(Collected data)

◇ ◇ ◇ ◇ ◇

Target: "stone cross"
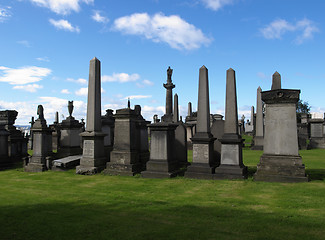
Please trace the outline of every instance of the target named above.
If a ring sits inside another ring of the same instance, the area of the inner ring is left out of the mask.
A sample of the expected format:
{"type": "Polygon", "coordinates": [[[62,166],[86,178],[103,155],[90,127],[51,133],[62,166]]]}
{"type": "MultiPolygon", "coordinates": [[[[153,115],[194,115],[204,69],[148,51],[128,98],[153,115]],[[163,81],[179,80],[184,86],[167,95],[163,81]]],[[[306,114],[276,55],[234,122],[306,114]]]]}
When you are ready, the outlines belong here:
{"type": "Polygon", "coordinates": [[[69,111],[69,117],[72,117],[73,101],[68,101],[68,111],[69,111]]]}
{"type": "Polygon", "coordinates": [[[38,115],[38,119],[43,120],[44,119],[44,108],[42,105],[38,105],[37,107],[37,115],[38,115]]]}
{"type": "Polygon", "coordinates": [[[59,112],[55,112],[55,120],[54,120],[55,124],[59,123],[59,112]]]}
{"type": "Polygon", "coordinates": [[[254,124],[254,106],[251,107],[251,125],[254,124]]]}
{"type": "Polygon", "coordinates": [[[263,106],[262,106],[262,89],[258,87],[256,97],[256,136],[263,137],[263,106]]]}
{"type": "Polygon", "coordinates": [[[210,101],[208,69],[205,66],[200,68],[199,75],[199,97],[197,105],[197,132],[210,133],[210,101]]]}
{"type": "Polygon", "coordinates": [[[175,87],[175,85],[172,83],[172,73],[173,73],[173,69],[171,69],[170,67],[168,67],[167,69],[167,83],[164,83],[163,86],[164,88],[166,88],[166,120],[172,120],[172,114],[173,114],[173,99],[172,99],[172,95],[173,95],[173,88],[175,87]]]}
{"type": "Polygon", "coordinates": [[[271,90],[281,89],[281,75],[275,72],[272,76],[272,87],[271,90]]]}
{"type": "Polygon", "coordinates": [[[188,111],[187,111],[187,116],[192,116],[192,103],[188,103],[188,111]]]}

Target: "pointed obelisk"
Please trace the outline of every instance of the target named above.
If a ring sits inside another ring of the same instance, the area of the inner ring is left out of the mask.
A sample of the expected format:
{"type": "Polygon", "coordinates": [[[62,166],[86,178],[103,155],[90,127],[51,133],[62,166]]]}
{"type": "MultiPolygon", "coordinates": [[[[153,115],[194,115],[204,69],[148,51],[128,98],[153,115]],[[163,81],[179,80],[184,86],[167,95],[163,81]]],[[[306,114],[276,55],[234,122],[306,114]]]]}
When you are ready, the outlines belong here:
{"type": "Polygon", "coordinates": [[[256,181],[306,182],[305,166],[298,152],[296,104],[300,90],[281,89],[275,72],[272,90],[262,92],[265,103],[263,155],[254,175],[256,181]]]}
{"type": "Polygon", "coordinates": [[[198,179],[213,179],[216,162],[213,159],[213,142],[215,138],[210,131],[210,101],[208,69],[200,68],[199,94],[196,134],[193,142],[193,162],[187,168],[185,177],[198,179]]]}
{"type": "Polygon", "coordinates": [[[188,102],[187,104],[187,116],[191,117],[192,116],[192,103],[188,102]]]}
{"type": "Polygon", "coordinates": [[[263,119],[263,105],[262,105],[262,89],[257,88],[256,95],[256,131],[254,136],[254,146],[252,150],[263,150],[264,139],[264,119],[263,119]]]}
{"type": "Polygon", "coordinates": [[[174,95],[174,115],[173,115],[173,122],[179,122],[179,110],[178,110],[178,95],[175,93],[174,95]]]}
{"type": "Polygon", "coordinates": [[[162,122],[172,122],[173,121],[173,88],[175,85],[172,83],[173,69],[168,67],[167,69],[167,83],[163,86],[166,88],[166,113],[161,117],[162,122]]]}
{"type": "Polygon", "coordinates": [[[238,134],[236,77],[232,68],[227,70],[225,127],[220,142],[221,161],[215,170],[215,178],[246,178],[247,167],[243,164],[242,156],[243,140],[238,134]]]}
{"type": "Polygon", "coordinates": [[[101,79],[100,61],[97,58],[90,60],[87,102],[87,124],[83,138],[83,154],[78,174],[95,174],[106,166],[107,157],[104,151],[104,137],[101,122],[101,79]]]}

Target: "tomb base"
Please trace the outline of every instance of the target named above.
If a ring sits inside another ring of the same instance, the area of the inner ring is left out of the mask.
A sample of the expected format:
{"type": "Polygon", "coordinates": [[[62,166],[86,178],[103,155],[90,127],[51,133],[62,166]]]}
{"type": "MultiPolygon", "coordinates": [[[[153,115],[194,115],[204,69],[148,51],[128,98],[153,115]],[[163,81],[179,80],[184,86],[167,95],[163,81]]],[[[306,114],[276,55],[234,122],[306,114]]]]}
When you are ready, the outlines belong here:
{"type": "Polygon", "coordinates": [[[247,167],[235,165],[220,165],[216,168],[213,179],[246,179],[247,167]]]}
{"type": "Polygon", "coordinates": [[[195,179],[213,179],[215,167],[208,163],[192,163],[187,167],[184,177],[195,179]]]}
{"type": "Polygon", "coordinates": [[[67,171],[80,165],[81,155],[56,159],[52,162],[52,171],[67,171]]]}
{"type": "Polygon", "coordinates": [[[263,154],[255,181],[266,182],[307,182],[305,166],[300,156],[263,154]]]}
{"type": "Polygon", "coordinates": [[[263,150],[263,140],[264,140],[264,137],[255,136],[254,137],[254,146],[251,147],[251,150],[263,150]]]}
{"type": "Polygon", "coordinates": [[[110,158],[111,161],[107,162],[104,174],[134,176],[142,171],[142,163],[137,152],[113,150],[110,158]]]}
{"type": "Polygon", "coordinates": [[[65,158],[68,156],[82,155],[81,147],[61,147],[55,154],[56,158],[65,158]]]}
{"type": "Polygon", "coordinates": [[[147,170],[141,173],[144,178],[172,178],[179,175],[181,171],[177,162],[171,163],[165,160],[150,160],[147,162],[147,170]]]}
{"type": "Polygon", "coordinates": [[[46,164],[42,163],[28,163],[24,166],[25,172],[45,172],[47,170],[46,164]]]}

◇ ◇ ◇ ◇ ◇

(WORK REQUEST) Exact repetition of all the records is required, with the pictures excluded.

(THE COMPLETED TASK)
Target: "stone cross"
Please trace the outline of every instance of the target named above.
If a ring sits inside another ring of the same instance, the area of the inner ring is left out of the mask.
A sample of the expected format:
{"type": "Polygon", "coordinates": [[[62,166],[86,178],[103,155],[90,127],[51,133],[62,166]]]}
{"type": "MultiPolygon", "coordinates": [[[[153,115],[194,115],[204,69],[148,51],[128,98],[153,115]],[[163,81],[179,80],[184,86],[167,95],[163,81]]],[[[306,114],[276,55],[234,122],[306,114]]]]}
When you are ready, the outlines belong here:
{"type": "Polygon", "coordinates": [[[69,111],[69,117],[72,117],[73,101],[68,101],[68,111],[69,111]]]}
{"type": "Polygon", "coordinates": [[[38,115],[38,119],[43,120],[44,119],[44,108],[42,105],[38,105],[37,107],[37,115],[38,115]]]}
{"type": "Polygon", "coordinates": [[[59,112],[55,112],[55,120],[54,120],[55,124],[59,123],[59,112]]]}
{"type": "Polygon", "coordinates": [[[254,124],[254,106],[251,107],[251,125],[254,124]]]}
{"type": "Polygon", "coordinates": [[[263,106],[262,106],[262,89],[258,87],[256,97],[256,136],[263,137],[263,106]]]}
{"type": "Polygon", "coordinates": [[[210,101],[208,69],[205,66],[200,68],[199,75],[199,97],[197,105],[197,132],[210,133],[210,101]]]}
{"type": "Polygon", "coordinates": [[[175,87],[175,85],[172,83],[172,73],[173,73],[173,69],[171,69],[170,67],[168,67],[167,69],[167,83],[164,83],[163,86],[164,88],[166,88],[166,120],[172,120],[172,114],[173,114],[173,99],[172,99],[172,95],[173,95],[173,88],[175,87]]]}
{"type": "Polygon", "coordinates": [[[271,90],[281,89],[281,75],[275,72],[272,76],[272,87],[271,90]]]}
{"type": "Polygon", "coordinates": [[[188,111],[187,111],[187,116],[192,116],[192,103],[188,103],[188,111]]]}

Target: "pointed obelisk"
Please trace the outline of every instance of the target named above.
If a ring sits inside another ring of the same instance, the area of the inner ring is left out of the mask.
A sample of the expected format:
{"type": "Polygon", "coordinates": [[[62,166],[86,178],[103,155],[90,127],[51,133],[62,166]]]}
{"type": "MultiPolygon", "coordinates": [[[[153,115],[194,115],[204,69],[148,51],[128,98],[153,115]],[[163,81],[179,80],[184,86],[167,95],[163,81]]],[[[306,114],[276,55],[234,122],[306,114]]]]}
When you are ready, the outlines belong here:
{"type": "Polygon", "coordinates": [[[256,181],[306,182],[305,166],[298,152],[296,104],[300,90],[281,89],[275,72],[272,90],[262,92],[265,103],[263,155],[254,175],[256,181]]]}
{"type": "Polygon", "coordinates": [[[198,179],[213,179],[216,162],[213,159],[213,142],[215,138],[210,131],[210,101],[208,69],[200,68],[199,94],[196,134],[193,142],[193,162],[187,168],[185,177],[198,179]]]}
{"type": "Polygon", "coordinates": [[[188,102],[187,104],[187,116],[191,117],[192,116],[192,103],[188,102]]]}
{"type": "Polygon", "coordinates": [[[263,119],[263,105],[262,105],[262,89],[257,88],[256,95],[256,131],[254,136],[254,146],[252,150],[263,150],[264,139],[264,119],[263,119]]]}
{"type": "Polygon", "coordinates": [[[174,95],[174,115],[173,115],[173,122],[179,122],[179,110],[178,110],[178,95],[175,93],[174,95]]]}
{"type": "Polygon", "coordinates": [[[162,122],[172,122],[173,121],[173,88],[175,85],[172,83],[173,69],[168,67],[167,69],[167,83],[163,86],[166,88],[166,113],[161,117],[162,122]]]}
{"type": "Polygon", "coordinates": [[[238,134],[236,77],[232,68],[227,70],[225,127],[220,142],[221,161],[215,170],[215,178],[246,178],[247,167],[243,164],[242,156],[243,140],[238,134]]]}
{"type": "Polygon", "coordinates": [[[101,79],[100,61],[97,58],[90,60],[87,102],[87,124],[83,138],[83,154],[78,174],[95,174],[106,166],[107,157],[104,151],[104,137],[101,122],[101,79]]]}

Target: "tomb base"
Please trace the outline of every instance of the target named above.
If a ring sits inside another ring of the same instance, the area of the inner ring is left out of the mask.
A sample of the expected format:
{"type": "Polygon", "coordinates": [[[62,166],[86,178],[103,155],[90,127],[51,133],[62,166]]]}
{"type": "MultiPolygon", "coordinates": [[[[153,115],[194,115],[204,69],[148,51],[128,98],[153,115]],[[163,81],[179,80],[184,86],[167,95],[163,81]]],[[[306,114],[276,55],[234,122],[306,114]]]]}
When you are ready, the outlines belong here:
{"type": "Polygon", "coordinates": [[[247,167],[235,165],[220,165],[216,168],[213,179],[246,179],[247,167]]]}
{"type": "Polygon", "coordinates": [[[195,179],[213,179],[215,167],[208,163],[192,163],[187,167],[184,177],[195,179]]]}
{"type": "Polygon", "coordinates": [[[67,171],[80,165],[81,155],[56,159],[52,162],[52,171],[67,171]]]}
{"type": "Polygon", "coordinates": [[[263,154],[255,181],[266,182],[307,182],[305,166],[300,156],[263,154]]]}
{"type": "Polygon", "coordinates": [[[263,150],[263,140],[264,140],[264,137],[255,136],[254,137],[254,146],[251,147],[251,150],[263,150]]]}
{"type": "Polygon", "coordinates": [[[110,158],[111,161],[107,162],[104,174],[134,176],[142,171],[142,163],[137,152],[113,150],[110,158]]]}
{"type": "Polygon", "coordinates": [[[65,158],[68,156],[82,155],[81,147],[61,147],[55,154],[56,158],[65,158]]]}
{"type": "Polygon", "coordinates": [[[147,170],[141,173],[144,178],[172,178],[179,175],[181,171],[177,162],[171,163],[165,160],[150,160],[147,162],[147,170]]]}
{"type": "Polygon", "coordinates": [[[46,164],[42,163],[28,163],[24,166],[25,172],[45,172],[47,170],[46,164]]]}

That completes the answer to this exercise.